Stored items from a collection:
● ● ● ● ● ● ●
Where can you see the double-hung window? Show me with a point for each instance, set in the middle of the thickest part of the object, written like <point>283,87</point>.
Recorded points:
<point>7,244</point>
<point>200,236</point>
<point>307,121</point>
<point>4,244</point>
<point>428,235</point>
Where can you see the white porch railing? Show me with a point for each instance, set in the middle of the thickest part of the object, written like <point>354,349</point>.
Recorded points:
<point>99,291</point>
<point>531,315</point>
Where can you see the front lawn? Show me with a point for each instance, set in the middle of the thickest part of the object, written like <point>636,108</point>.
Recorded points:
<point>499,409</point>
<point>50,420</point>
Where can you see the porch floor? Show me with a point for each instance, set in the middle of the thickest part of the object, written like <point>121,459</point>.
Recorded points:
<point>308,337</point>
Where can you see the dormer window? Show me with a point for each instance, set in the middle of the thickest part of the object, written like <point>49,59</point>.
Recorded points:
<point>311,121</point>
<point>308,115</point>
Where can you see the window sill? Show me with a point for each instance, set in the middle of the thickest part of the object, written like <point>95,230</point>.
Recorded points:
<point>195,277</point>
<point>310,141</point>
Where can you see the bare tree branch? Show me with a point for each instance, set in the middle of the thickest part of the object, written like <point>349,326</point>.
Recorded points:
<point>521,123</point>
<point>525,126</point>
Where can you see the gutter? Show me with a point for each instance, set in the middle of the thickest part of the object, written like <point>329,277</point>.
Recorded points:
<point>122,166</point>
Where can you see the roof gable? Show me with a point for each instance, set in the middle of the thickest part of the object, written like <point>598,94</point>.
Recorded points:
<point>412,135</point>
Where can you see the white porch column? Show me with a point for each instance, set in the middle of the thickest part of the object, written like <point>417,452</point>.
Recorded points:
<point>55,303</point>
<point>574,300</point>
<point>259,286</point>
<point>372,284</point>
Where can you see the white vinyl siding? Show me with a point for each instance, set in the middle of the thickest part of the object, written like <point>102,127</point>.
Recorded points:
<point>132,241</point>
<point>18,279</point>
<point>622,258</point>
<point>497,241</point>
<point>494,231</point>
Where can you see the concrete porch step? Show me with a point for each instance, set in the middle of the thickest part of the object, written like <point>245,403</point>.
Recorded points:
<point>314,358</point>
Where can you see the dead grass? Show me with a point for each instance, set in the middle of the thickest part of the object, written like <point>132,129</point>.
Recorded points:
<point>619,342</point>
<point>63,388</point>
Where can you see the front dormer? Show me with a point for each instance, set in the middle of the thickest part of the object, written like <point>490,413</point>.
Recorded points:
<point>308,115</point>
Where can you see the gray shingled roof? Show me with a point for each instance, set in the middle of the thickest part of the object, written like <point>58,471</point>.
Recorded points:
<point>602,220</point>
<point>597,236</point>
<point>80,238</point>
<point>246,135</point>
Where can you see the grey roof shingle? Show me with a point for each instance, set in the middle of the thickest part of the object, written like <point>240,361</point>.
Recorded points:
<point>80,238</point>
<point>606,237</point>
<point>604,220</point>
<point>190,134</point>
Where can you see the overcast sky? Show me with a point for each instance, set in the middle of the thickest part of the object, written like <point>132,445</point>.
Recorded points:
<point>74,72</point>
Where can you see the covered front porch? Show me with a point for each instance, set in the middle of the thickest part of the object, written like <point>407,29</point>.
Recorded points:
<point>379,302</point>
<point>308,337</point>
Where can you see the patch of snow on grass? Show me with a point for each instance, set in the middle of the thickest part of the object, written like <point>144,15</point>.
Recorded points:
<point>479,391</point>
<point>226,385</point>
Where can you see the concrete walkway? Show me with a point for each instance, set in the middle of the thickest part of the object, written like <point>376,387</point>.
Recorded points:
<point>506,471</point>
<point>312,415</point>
● ● ● ● ● ● ●
Aim of the exercise:
All of the records above are to be returned exactly as they stand.

Task solution:
Where can you see the double-hung window? Show me with a point for each instance, set in the middle of the thickest part of the object, written like <point>283,87</point>.
Recorded points:
<point>7,244</point>
<point>200,236</point>
<point>307,121</point>
<point>4,244</point>
<point>428,235</point>
Where can you see the white porch railing? Show me with a point for each instance, set in the middle of the thickest part of the object, written like <point>354,349</point>.
Recorded points:
<point>99,291</point>
<point>531,315</point>
Where can you see the front lawn? Show me with a point for each instance, set in the middle of the thickest part of the object, written like <point>636,108</point>.
Recorded points:
<point>499,409</point>
<point>50,420</point>
Where can you see the porch floor? Show me with a point for each instance, set in the middle of the thickest part of the object, written like <point>121,459</point>.
Recorded points:
<point>308,337</point>
Where can you see the dormer window? Show me with a point for each instance, set in the middle of the thickest part of the object, written like <point>49,59</point>.
Recorded points:
<point>311,121</point>
<point>308,115</point>
Where can you see the window sill? Show me with a point for each instance, set in the middle of the thickest part of the object, written like <point>95,230</point>.
Recorded points:
<point>195,277</point>
<point>310,141</point>
Where can you see the bare tree branch? Show me with a point for each instance, set in the middle of the thickest part of the object, written like <point>349,326</point>.
Recorded points:
<point>521,123</point>
<point>525,126</point>
Where can you see the gutter? Show me with a point for each instance, set in the middle of the thickest part of the object, written like <point>329,277</point>.
Recorded points:
<point>122,166</point>
Where can you see the roof gable? Show me with a point for each instance, set in the middle of the thickest part of the object, written like <point>598,94</point>.
Recorded points:
<point>412,135</point>
Where can you see the white porch column? Show me with a point for each instance, set in the middle of the thickest part of the object, written like <point>417,452</point>.
Recorded points:
<point>55,303</point>
<point>574,300</point>
<point>259,286</point>
<point>372,284</point>
Where can you see the white vinyl siding? Show me with a point for each instance, set in the middle of the thickest part of the object, written like <point>102,127</point>.
Recorded points:
<point>132,241</point>
<point>18,279</point>
<point>622,258</point>
<point>497,241</point>
<point>494,231</point>
Where can you see the concrete porch step? Show me with a point for each instance, set in the middle of the thickest part of the object, written like <point>245,403</point>.
Recorded points:
<point>314,358</point>
Where can you see the dead grass? Show me with a point for each instance, set in the middle of the thickest part of the object, written like <point>132,129</point>.
Recorded points:
<point>619,342</point>
<point>63,388</point>
Where can you see the front dormer? Show me with a point for each instance, set in the middle of the thickest part of the object, written like <point>490,413</point>.
Recorded points:
<point>308,115</point>
Where can you see the gray shingled roof? Show me with a point for each instance, set in the middle of the thickest part of the object, written like <point>58,471</point>.
Recorded points:
<point>602,220</point>
<point>597,236</point>
<point>80,238</point>
<point>246,135</point>
Where can you see the grey roof shingle? Show me with a point for each instance, set in the middle of the thickest part of the object, written like <point>240,361</point>.
Recorded points:
<point>80,238</point>
<point>606,237</point>
<point>604,220</point>
<point>190,134</point>
Where can you see the overcast sky? Show me with a point for each instance, set in the middle of the thickest part of the object, written like <point>132,445</point>.
Recorded points:
<point>74,72</point>
Where can you see the covered front porch? Show me with a point for each instance, set in the middle of the thickest part of the object, written like <point>407,29</point>.
Recorded points:
<point>379,302</point>
<point>308,337</point>
Where can you see the patch of snow on grass? Show me with a point for each instance, set in the middle of the thickest part of the object, written like <point>144,15</point>.
Recorded points:
<point>479,391</point>
<point>226,385</point>
Where can you see the concrete walkway? Show me with a point for each instance, set in the middle of the thickest part of the object, written like <point>376,387</point>.
Recorded points:
<point>506,471</point>
<point>312,415</point>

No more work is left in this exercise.